Elham Rahmati (b. 1989, Tehran) is a visual artist and curator based in Helsinki. She is the co-founder and co-editor of NO NIIN. In 2019 and 2020, she worked as the curator and producer of the Academy of Moving People & Images (AMPI), a film school in Helsinki for mobile people.
Vidha Saumya (b. 1984, Patna) is a Helsinki-based artist-poet. She is the co-founder and co-editor of NO NIIN – an online monthly magazine in Finland, and a founding member of the Museum of Impossible Forms – an award-winning cultural para-institution in Kontula, Finland.
To forgive our aunties and their misguided yet well-meant advice
Elham Rahmati
Last month, I visited a second-hand bookstore somewhere in Punavuori. I was looking for a book to buy as a gift for someone but couldn’t find anything. The books in English were few, mostly classics and not in a good shape. Somehow on a top-shelf, I came across a book in a tip-top condition called Mister Pip1 written by Lloyd Jones; I didn’t know the novel or the author but the book had a beautifully illustrated hardcover and sometimes, it is reason enough to purchase a book just because it’s pretty. So for now I’m keeping it for myself and will not offer it as a gift to anyone unless later it turns out the inside doesn’t measure up to the outside, in that case, I might just revisit my generosity.
Mister Pip opens on a remote South Pacific island, threatened by uprising, where young Matilda and her classmates find their lives surprisingly intertwined with those of a boy called Pip, the hero of Mr Dickens’s The Great Expectations. The book is introduced to the kids through a man popularly known as Pop Eye who is the only teacher left on the conflict-stricken island. He confesses on the first day of school that he is not a teacher and that apart from his love of The Great Expectations he doesn’t have much to offer. So as a solution he invites the family members of the students to each come to the class and share a piece of their knowledge, tools they have gathered throughout their life to understand and enjoy their surroundings and to survive. They can talk about anything, about their love for the colour blue or learning to predict the weather by looking at the behaviour of crabs: “Wind and rain are on the way if a crab digs straight down and blocks the hole with sand leaving marks like sun rays. We can expect strong winds but no rain if a crab leaves behind a pile of sand but does not cover the hole.” I haven’t finished the book yet, and to be honest, I do find the general theme of a novel by a dead white man being the source of joy in a colonized island inhabited by Black people, quite problematic. But the glorification of cultural imperialism aside, I found the chapters about the ordinary people giving tips and advice and sharing their acquired knowledge on the ordinary things as part of a school curriculum interesting.
I thought about what I would teach if I was given an hour to share the quintessence of all that I know, what advice would I give? Not on a remote island in the South Pacifics, but here in the contemporary art scene of a small Nordic European country.

● **Task goal**:
In the text above, what is the name of the man who is the only teacher left on the island in Mister Pip?

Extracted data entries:
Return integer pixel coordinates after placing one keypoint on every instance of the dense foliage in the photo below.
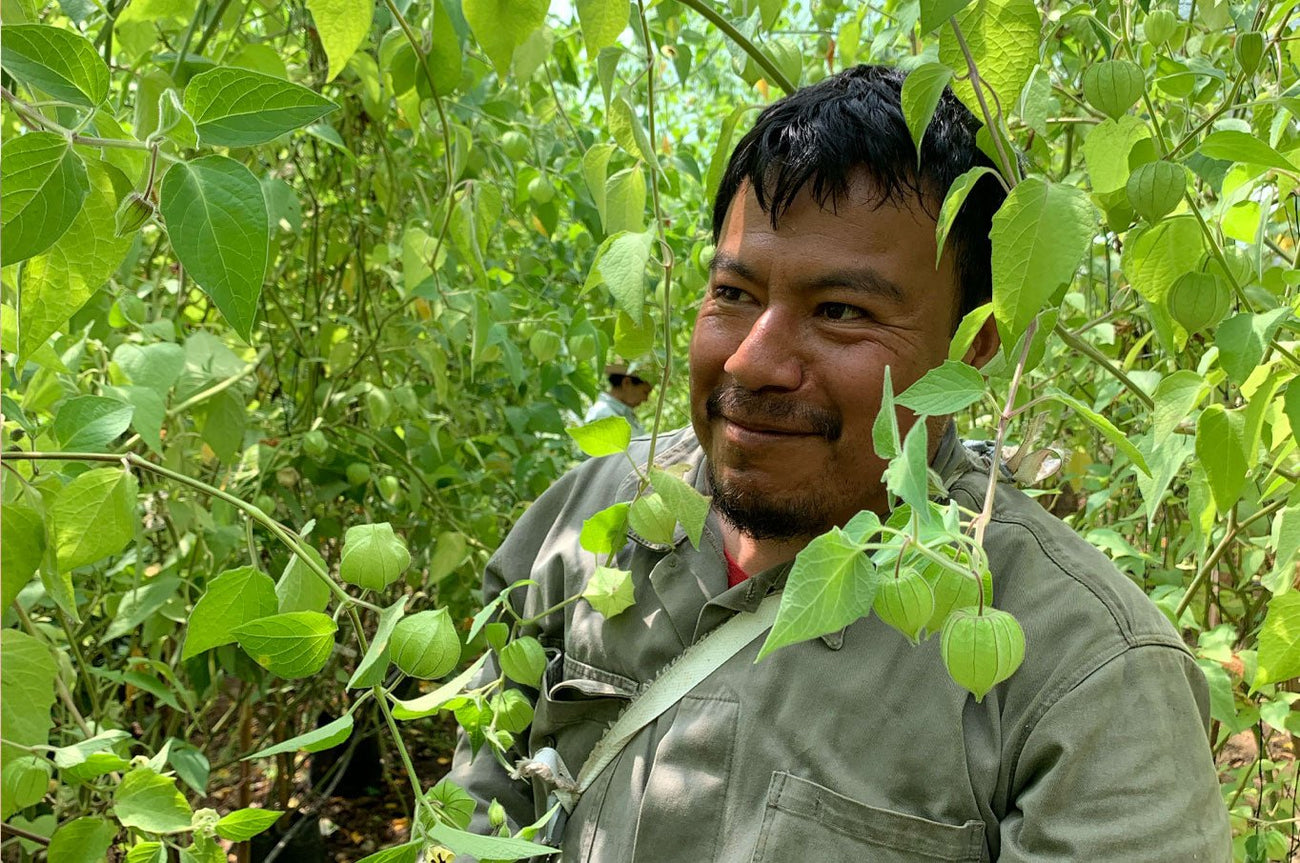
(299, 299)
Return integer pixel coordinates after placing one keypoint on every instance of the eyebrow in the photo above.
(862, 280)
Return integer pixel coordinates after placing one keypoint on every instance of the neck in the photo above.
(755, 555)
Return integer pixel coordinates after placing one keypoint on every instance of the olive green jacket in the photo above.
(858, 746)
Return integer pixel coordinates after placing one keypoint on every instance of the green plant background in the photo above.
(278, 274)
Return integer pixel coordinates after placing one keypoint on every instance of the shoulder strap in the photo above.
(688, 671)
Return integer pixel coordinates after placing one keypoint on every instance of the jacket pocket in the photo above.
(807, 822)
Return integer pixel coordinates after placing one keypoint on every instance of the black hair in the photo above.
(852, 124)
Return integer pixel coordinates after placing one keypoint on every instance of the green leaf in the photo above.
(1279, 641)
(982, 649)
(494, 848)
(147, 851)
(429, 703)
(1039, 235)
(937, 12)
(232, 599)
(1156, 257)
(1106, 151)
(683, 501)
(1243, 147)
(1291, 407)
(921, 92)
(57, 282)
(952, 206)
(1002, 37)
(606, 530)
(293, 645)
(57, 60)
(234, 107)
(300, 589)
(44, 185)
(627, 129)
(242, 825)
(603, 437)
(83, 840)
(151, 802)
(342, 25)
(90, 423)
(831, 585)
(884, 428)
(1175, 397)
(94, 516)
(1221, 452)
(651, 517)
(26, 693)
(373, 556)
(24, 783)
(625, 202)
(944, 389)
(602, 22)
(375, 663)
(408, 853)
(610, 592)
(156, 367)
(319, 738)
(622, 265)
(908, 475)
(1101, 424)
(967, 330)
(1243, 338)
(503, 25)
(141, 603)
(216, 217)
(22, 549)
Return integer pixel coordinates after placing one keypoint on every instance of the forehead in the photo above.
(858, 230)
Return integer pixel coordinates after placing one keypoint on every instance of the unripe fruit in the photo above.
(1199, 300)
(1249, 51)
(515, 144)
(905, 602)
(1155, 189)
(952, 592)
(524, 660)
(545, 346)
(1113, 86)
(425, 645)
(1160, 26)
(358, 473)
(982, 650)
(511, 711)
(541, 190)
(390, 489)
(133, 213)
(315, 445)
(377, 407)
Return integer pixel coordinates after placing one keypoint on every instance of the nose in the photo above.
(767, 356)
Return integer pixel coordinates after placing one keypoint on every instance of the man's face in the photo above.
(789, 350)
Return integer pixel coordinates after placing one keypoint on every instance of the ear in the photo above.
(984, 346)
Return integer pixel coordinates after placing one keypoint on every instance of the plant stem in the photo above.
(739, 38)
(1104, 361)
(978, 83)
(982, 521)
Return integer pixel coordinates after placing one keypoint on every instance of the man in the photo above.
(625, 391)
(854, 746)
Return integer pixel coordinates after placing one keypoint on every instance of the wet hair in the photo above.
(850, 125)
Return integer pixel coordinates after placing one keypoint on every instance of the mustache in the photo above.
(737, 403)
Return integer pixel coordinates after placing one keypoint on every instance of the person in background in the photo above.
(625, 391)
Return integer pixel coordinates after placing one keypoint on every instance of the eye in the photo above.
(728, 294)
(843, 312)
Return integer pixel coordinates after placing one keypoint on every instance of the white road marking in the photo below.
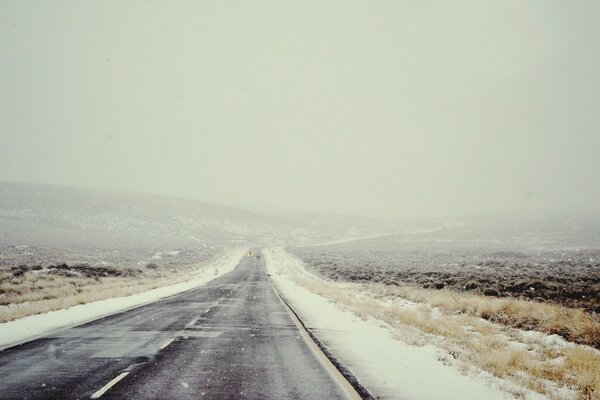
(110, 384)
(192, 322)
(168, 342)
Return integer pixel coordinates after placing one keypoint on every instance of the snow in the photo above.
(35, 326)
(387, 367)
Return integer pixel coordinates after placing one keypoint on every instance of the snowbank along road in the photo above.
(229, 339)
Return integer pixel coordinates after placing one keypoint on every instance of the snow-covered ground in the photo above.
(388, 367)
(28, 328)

● **Finished task**:
Pop Eye